- _Instructions for the task_
Copy every one of the following entries line for line, with no changes.

- _Provided information_

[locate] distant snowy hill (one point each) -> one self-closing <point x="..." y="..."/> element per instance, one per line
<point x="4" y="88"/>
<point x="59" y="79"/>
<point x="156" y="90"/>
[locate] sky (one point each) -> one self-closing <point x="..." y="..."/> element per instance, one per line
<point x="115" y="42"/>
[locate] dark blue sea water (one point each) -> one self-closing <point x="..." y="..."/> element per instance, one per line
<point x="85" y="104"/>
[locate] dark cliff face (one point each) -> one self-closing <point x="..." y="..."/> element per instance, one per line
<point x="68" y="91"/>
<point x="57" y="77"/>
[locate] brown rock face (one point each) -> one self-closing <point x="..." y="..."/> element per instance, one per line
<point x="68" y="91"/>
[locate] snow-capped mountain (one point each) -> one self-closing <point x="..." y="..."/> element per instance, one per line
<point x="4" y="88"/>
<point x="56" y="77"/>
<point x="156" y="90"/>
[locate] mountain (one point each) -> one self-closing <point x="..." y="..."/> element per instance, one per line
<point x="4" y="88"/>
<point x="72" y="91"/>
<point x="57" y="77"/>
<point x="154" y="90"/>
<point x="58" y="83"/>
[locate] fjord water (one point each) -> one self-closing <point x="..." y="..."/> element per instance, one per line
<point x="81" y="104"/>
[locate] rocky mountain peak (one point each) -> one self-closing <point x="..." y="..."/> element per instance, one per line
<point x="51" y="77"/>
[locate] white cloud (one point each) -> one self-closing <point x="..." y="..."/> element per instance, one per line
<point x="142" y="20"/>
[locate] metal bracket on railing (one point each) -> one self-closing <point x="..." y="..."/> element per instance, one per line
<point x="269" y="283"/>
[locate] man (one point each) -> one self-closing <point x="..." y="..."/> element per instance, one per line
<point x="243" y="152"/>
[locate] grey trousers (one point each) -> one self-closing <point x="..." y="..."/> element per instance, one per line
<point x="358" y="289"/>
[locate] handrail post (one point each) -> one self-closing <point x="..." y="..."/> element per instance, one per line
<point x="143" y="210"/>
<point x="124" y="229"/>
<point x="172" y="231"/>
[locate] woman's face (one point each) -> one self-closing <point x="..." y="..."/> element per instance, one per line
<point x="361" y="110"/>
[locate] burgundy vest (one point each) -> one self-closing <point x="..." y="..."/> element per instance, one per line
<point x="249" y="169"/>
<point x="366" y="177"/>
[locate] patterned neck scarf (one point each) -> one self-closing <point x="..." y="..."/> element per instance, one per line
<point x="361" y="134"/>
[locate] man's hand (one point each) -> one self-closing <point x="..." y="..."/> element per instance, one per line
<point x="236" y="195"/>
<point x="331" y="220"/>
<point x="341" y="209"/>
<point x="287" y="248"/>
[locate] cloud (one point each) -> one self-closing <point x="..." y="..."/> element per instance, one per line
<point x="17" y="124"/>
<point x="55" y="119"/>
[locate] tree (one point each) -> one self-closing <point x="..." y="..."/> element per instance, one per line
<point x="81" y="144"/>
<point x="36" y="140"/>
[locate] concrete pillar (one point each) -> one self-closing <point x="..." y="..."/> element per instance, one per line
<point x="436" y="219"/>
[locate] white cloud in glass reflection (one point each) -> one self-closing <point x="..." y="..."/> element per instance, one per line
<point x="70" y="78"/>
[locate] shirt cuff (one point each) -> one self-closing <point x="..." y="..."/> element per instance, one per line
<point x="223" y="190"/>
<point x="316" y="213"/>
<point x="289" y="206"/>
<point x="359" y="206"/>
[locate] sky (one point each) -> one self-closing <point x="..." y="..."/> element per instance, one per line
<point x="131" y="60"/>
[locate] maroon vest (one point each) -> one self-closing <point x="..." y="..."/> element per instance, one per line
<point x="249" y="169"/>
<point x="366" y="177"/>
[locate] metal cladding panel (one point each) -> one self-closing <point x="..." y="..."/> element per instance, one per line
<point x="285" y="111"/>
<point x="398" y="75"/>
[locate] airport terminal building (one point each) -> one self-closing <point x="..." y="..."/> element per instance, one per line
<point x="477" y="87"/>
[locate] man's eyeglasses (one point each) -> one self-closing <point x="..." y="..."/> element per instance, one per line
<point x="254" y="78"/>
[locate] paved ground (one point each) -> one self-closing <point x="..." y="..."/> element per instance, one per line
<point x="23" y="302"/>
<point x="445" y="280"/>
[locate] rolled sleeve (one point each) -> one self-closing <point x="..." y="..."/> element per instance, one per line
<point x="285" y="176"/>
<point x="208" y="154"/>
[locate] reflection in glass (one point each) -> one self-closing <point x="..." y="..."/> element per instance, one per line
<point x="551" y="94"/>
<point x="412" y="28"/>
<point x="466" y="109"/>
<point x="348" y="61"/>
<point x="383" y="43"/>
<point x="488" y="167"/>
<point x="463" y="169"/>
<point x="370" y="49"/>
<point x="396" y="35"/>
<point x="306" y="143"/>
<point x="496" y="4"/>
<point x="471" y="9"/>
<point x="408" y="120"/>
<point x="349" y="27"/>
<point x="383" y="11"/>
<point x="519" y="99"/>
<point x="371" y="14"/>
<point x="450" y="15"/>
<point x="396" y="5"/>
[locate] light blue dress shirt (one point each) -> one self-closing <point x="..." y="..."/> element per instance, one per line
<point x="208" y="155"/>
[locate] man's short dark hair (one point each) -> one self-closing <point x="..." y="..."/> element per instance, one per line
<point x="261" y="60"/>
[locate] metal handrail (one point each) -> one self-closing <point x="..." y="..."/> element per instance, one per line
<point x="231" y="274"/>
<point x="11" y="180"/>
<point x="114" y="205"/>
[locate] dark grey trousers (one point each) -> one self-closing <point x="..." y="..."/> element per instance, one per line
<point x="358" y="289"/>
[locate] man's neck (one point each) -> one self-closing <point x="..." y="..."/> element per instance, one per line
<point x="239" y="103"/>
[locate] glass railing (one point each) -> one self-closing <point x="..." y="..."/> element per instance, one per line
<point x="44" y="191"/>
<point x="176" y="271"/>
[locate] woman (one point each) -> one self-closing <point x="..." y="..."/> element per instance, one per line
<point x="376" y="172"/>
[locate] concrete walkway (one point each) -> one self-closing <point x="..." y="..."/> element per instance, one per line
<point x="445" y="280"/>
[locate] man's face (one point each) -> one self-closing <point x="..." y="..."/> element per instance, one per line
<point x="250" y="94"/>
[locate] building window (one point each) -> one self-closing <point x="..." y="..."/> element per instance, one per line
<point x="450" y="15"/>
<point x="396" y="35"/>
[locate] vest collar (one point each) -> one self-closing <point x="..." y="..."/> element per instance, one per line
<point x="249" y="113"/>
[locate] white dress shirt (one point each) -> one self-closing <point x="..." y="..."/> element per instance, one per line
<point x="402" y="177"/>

- _Written response_
[locate] distant snowy hill (one point each) -> one self-closing <point x="..." y="..."/> element per instance, one per line
<point x="4" y="88"/>
<point x="59" y="79"/>
<point x="156" y="90"/>
[locate] sky (one point each) -> one self-closing <point x="..." y="..."/> element per instance, one per line
<point x="115" y="42"/>
[locate] dark blue sea water (one point each) -> one self-closing <point x="..." y="..."/> element per instance, one per line
<point x="85" y="104"/>
[locate] dark cliff face (one point each) -> one self-closing <point x="..." y="..."/> element per instance, one per line
<point x="68" y="91"/>
<point x="57" y="77"/>
[locate] brown rock face (one point each) -> one self-closing <point x="..." y="..."/> element per instance, one per line
<point x="68" y="91"/>
[locate] snow-capped mountain (one point each) -> one self-closing <point x="..." y="..."/> element per instance, one per line
<point x="4" y="88"/>
<point x="56" y="77"/>
<point x="156" y="90"/>
[locate] mountain (one point each) -> one self-closing <point x="..." y="..."/> element per instance, one per line
<point x="4" y="88"/>
<point x="72" y="91"/>
<point x="57" y="77"/>
<point x="154" y="90"/>
<point x="58" y="83"/>
[locate] fjord water (one point each) -> one self-closing <point x="..." y="..."/> element per instance, one per line
<point x="81" y="104"/>
[locate] rocky mountain peak (one point each) -> one self-closing <point x="..." y="..."/> element per instance, one per line
<point x="51" y="77"/>
[locate] white cloud (one point each) -> one self-closing <point x="..." y="..."/> element per instance, one per line
<point x="142" y="20"/>
[locate] metal bracket on railing (one point each) -> one self-closing <point x="..." y="..."/> element per instance, one per line
<point x="269" y="283"/>
[locate] man (one point each) -> one self-closing <point x="..." y="..."/> element per instance, one per line
<point x="243" y="152"/>
[locate] grey trousers (one point each) -> one self-closing <point x="..." y="..."/> element per instance, one per line
<point x="358" y="289"/>
[locate] handrail post (one point each) -> one self-closing <point x="..." y="..."/> element per instance, one per line
<point x="143" y="210"/>
<point x="124" y="229"/>
<point x="172" y="231"/>
[locate] woman's face (one point each) -> one self-closing <point x="..." y="..."/> element per instance, one per line
<point x="361" y="110"/>
[locate] burgundy vest (one point each) -> one self-closing <point x="..." y="..."/> element per instance, one per line
<point x="249" y="169"/>
<point x="366" y="177"/>
[locate] patterned neck scarf (one point each) -> one self-closing <point x="..." y="..."/> element per instance, one per line
<point x="361" y="134"/>
[locate] man's hand (one point each) -> one self-closing <point x="..." y="..."/> element per instance, one per line
<point x="236" y="195"/>
<point x="331" y="220"/>
<point x="341" y="209"/>
<point x="287" y="248"/>
[locate] cloud (one point each) -> one self-closing <point x="..." y="..."/> element per instance, one per line
<point x="17" y="124"/>
<point x="55" y="119"/>
[locate] tree (one point each) -> one self-closing <point x="..." y="..."/> element per instance, one per line
<point x="81" y="144"/>
<point x="36" y="140"/>
[locate] concrete pillar (one point each) -> one self-closing <point x="..." y="..."/> element per instance, one per line
<point x="436" y="219"/>
[locate] white cloud in glass reflection (one point each) -> one self-closing <point x="..." y="..."/> element per instance, one per line
<point x="70" y="78"/>
[locate] shirt cuff (one point each) -> one self-closing <point x="..." y="..."/> element per instance, one per line
<point x="223" y="190"/>
<point x="316" y="213"/>
<point x="289" y="206"/>
<point x="359" y="206"/>
[locate] sky (one point each) -> one self-closing <point x="..." y="..."/> element per instance, one per line
<point x="131" y="60"/>
[locate] maroon vest (one point each) -> one self-closing <point x="..." y="..."/> element per instance, one per line
<point x="249" y="169"/>
<point x="366" y="177"/>
[locate] metal cladding panel (one point each) -> one self-closing <point x="..." y="..."/> element per instance, one per line
<point x="285" y="111"/>
<point x="398" y="75"/>
[locate] airport terminal building (one point each) -> one self-closing <point x="..." y="..."/> element per instance, one per line
<point x="477" y="87"/>
[locate] man's eyeglasses (one point each) -> one self-closing <point x="..." y="..."/> element per instance, one per line
<point x="254" y="78"/>
[locate] paved ground (one point each) -> one self-closing <point x="..." y="..."/> element per instance, one per line
<point x="23" y="302"/>
<point x="445" y="280"/>
[locate] rolled sleeve (one point each) -> one self-closing <point x="..." y="..."/> element per instance, one per line
<point x="285" y="176"/>
<point x="208" y="154"/>
[locate] reflection in glass (one point each) -> one self-closing <point x="..." y="..."/> element per instance, one per line
<point x="551" y="94"/>
<point x="412" y="28"/>
<point x="466" y="109"/>
<point x="348" y="61"/>
<point x="383" y="43"/>
<point x="488" y="167"/>
<point x="463" y="169"/>
<point x="370" y="49"/>
<point x="396" y="35"/>
<point x="306" y="143"/>
<point x="496" y="4"/>
<point x="471" y="9"/>
<point x="408" y="120"/>
<point x="349" y="27"/>
<point x="383" y="11"/>
<point x="519" y="99"/>
<point x="371" y="14"/>
<point x="450" y="15"/>
<point x="396" y="5"/>
[locate] light blue dress shirt (one point each) -> one self-closing <point x="..." y="..."/> element per instance, one per line
<point x="208" y="155"/>
[locate] man's short dark hair (one point each) -> one self-closing <point x="..." y="..."/> element per instance, one per line
<point x="261" y="60"/>
[locate] metal handrail (one point each) -> one self-closing <point x="..." y="..."/> element per instance, one per line
<point x="231" y="274"/>
<point x="11" y="180"/>
<point x="114" y="205"/>
[locate] dark grey trousers (one point each) -> one self-closing <point x="..." y="..."/> element per instance, one per line
<point x="358" y="289"/>
[locate] man's neck (one point each) -> one self-closing <point x="..." y="..."/> element per instance, one per line
<point x="239" y="103"/>
[locate] glass railing (one point each) -> one self-closing <point x="..." y="..."/> element per instance, one per line
<point x="44" y="191"/>
<point x="176" y="271"/>
[locate] woman (one point each) -> one self-closing <point x="..." y="..."/> element per instance, one per line
<point x="376" y="172"/>
[locate] concrete walkway (one point each) -> one self-closing <point x="..." y="..."/> element per instance, one per line
<point x="445" y="280"/>
[locate] man's face (one point each) -> one self-closing <point x="..." y="..."/> element per instance, one per line
<point x="250" y="94"/>
[locate] building window (one point each) -> one self-closing <point x="..." y="..."/> element per instance, one per line
<point x="450" y="15"/>
<point x="396" y="35"/>
[locate] vest collar (one point each) -> one self-closing <point x="..." y="..."/> element per instance, one per line
<point x="249" y="113"/>
[locate] white dress shirt (one point each) -> one self-closing <point x="..." y="..."/> element per instance, one per line
<point x="402" y="177"/>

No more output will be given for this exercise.